SOURCE DATA:
★ ★ ★
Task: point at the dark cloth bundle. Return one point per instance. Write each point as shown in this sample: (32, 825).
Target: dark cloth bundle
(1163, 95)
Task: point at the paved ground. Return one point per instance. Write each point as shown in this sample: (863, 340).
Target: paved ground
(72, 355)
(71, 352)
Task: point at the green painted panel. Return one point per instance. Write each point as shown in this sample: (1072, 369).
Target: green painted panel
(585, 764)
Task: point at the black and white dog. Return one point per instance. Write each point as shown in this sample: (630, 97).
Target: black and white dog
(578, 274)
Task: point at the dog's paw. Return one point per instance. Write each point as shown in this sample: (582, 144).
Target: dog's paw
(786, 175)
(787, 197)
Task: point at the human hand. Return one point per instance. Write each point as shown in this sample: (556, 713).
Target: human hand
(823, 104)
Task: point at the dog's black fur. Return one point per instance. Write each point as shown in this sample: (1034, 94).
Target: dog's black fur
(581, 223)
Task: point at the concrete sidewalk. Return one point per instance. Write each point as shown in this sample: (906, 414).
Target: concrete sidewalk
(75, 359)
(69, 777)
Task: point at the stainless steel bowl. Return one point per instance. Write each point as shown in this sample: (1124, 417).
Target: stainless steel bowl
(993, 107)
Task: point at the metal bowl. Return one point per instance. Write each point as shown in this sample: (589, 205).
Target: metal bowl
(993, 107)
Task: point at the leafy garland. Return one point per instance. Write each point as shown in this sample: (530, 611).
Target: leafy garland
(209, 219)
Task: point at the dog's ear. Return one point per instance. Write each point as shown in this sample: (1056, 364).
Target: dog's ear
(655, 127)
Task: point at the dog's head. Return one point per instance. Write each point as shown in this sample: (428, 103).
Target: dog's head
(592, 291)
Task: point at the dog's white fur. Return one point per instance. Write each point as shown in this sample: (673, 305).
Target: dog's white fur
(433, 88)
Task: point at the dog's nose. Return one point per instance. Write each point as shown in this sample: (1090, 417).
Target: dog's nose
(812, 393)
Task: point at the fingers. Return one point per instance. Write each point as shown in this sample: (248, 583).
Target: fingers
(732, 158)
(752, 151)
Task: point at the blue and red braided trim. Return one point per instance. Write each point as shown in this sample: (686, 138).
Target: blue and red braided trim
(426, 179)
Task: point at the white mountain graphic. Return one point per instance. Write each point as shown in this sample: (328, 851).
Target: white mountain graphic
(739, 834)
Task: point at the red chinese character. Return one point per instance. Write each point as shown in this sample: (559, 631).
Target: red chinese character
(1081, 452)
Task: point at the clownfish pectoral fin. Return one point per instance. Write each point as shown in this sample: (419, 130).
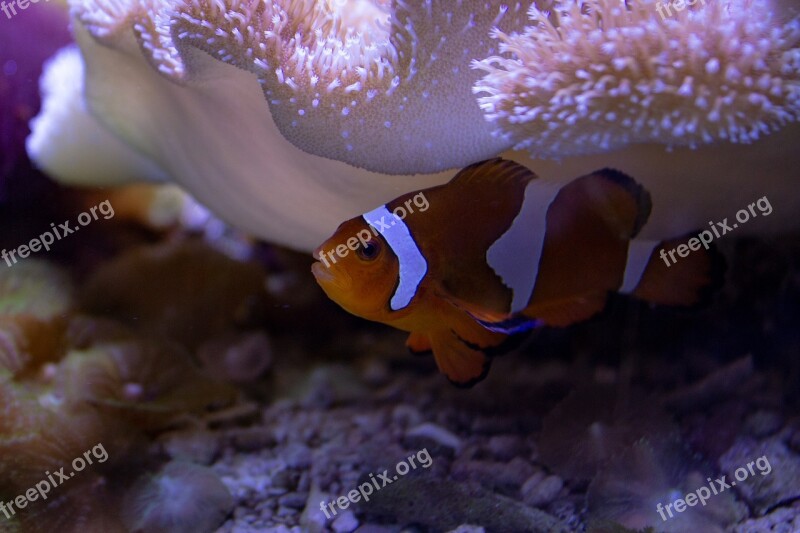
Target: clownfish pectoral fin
(464, 364)
(477, 312)
(511, 326)
(418, 343)
(680, 280)
(563, 313)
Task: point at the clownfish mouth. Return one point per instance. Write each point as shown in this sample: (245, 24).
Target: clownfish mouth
(327, 278)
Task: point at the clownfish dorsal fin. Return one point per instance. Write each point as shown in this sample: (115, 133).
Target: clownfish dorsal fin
(554, 231)
(497, 171)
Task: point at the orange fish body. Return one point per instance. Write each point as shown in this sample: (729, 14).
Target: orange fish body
(496, 252)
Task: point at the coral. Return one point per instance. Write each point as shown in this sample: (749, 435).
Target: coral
(628, 490)
(24, 47)
(156, 291)
(34, 288)
(180, 498)
(343, 80)
(147, 383)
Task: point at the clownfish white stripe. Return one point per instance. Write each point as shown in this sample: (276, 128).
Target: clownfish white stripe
(639, 253)
(413, 266)
(515, 256)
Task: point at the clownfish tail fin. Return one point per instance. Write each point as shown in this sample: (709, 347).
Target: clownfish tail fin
(679, 272)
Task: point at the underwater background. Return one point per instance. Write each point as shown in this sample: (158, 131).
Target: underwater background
(170, 364)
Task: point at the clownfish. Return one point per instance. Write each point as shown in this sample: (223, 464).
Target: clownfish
(498, 251)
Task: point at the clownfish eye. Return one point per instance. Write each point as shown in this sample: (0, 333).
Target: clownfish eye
(370, 251)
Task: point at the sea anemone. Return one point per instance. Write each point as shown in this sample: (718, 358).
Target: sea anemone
(388, 87)
(181, 498)
(605, 74)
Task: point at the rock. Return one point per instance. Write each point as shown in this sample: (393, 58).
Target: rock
(293, 500)
(433, 437)
(506, 477)
(783, 520)
(345, 523)
(763, 423)
(297, 456)
(540, 490)
(445, 505)
(776, 471)
(407, 416)
(506, 447)
(197, 446)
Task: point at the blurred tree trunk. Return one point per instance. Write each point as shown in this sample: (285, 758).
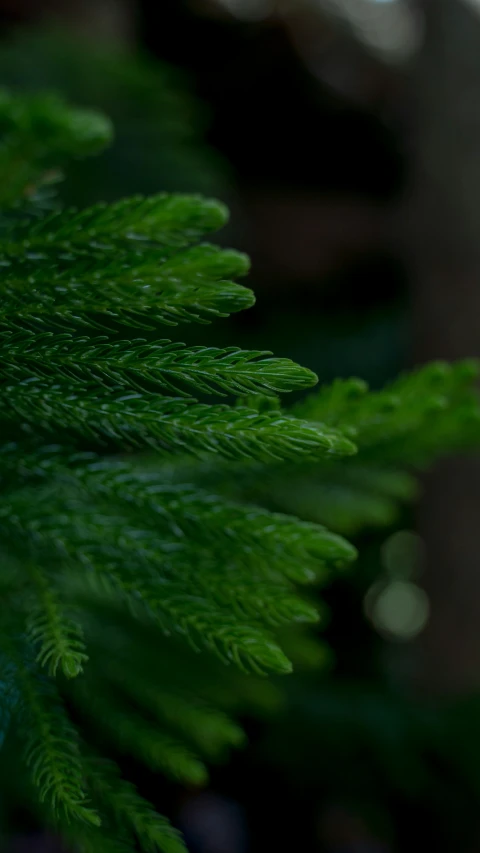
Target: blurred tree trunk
(446, 228)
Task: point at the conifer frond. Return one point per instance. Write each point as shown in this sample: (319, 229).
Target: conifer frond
(407, 409)
(137, 735)
(131, 811)
(291, 547)
(52, 750)
(141, 559)
(131, 290)
(136, 364)
(173, 221)
(48, 626)
(168, 423)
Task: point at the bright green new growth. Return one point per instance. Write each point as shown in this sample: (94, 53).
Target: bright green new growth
(129, 583)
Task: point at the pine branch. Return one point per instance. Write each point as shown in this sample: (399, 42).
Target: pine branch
(174, 221)
(59, 637)
(136, 296)
(169, 424)
(130, 810)
(136, 735)
(52, 748)
(137, 364)
(296, 549)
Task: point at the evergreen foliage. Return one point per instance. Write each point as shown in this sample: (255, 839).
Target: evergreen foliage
(128, 581)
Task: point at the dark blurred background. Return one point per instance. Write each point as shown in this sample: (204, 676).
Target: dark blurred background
(345, 137)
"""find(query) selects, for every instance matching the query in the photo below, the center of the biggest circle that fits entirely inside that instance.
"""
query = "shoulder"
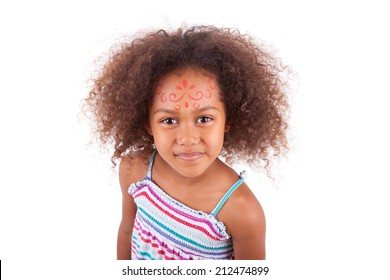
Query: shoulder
(132, 168)
(244, 219)
(243, 208)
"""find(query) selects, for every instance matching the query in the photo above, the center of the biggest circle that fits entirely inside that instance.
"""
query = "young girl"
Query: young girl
(174, 104)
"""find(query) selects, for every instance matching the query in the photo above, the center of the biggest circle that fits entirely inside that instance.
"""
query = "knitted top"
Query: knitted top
(165, 229)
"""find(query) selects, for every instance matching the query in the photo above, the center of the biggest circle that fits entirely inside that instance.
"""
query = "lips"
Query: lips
(189, 156)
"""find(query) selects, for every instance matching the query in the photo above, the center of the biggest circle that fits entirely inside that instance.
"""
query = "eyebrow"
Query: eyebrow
(169, 111)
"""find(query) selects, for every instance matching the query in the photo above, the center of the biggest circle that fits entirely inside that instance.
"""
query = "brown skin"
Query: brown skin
(246, 226)
(130, 170)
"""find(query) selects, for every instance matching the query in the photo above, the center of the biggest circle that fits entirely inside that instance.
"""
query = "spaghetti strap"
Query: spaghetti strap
(149, 174)
(229, 193)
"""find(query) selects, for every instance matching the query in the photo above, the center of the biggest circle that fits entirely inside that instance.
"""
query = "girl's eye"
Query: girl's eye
(204, 119)
(169, 121)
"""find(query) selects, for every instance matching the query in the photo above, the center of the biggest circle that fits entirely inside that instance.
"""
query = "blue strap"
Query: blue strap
(229, 193)
(149, 174)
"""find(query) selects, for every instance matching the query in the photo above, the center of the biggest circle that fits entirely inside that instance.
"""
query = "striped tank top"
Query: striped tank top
(165, 229)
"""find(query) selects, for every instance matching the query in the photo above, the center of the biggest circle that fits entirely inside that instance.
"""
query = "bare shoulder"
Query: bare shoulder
(243, 208)
(132, 168)
(244, 219)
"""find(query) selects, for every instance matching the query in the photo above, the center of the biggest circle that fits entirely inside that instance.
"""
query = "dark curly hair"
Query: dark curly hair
(250, 79)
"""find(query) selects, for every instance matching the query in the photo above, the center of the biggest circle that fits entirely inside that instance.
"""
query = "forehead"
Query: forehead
(187, 89)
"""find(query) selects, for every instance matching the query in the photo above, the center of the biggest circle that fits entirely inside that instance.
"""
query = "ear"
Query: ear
(227, 127)
(149, 130)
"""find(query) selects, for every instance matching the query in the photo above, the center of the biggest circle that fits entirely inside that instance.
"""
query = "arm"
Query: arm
(127, 175)
(247, 225)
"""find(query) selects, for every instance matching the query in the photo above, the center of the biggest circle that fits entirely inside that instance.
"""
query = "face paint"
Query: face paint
(186, 89)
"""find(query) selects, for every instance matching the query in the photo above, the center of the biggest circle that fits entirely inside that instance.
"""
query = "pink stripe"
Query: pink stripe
(164, 245)
(145, 194)
(178, 211)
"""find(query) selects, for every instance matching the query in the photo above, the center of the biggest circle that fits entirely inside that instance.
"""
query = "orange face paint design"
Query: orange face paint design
(186, 89)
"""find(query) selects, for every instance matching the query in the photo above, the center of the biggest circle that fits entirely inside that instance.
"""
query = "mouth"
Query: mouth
(189, 156)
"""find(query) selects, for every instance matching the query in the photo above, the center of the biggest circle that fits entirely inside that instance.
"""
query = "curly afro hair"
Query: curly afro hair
(249, 77)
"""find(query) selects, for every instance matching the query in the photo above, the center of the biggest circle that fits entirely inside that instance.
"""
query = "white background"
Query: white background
(327, 209)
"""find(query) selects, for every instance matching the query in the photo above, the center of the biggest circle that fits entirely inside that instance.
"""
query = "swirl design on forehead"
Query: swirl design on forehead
(186, 89)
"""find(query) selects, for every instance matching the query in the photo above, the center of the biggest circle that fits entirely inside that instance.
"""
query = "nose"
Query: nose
(187, 136)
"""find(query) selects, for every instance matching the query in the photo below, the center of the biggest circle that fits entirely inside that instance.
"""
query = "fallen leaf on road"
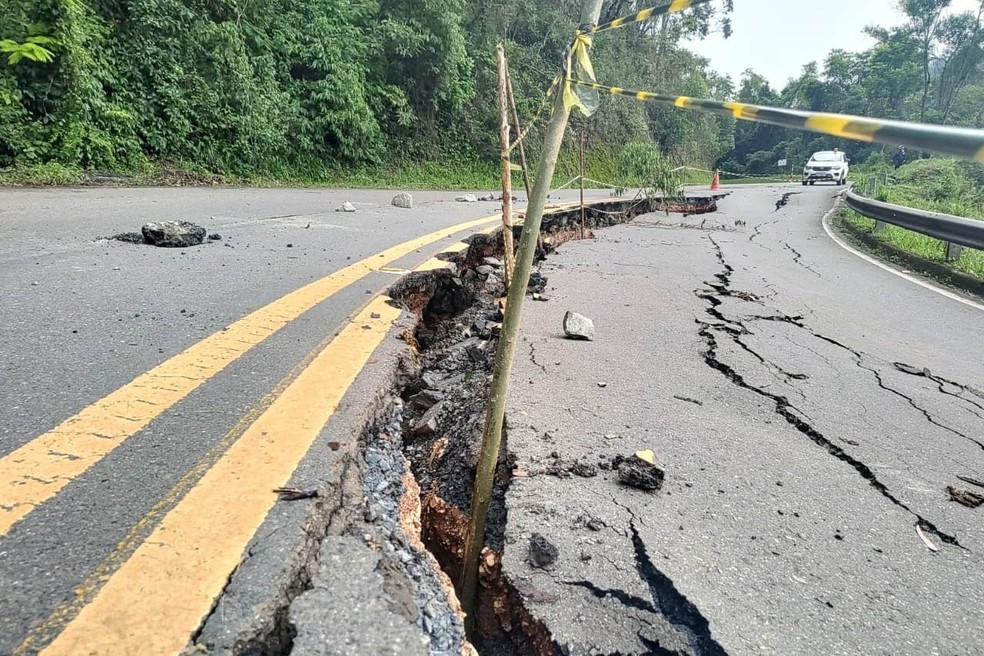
★ ★ ★
AIM: State how many lines in the material above contain the string "girl" and reply with only that number.

SOLUTION TO THE PROBLEM: 4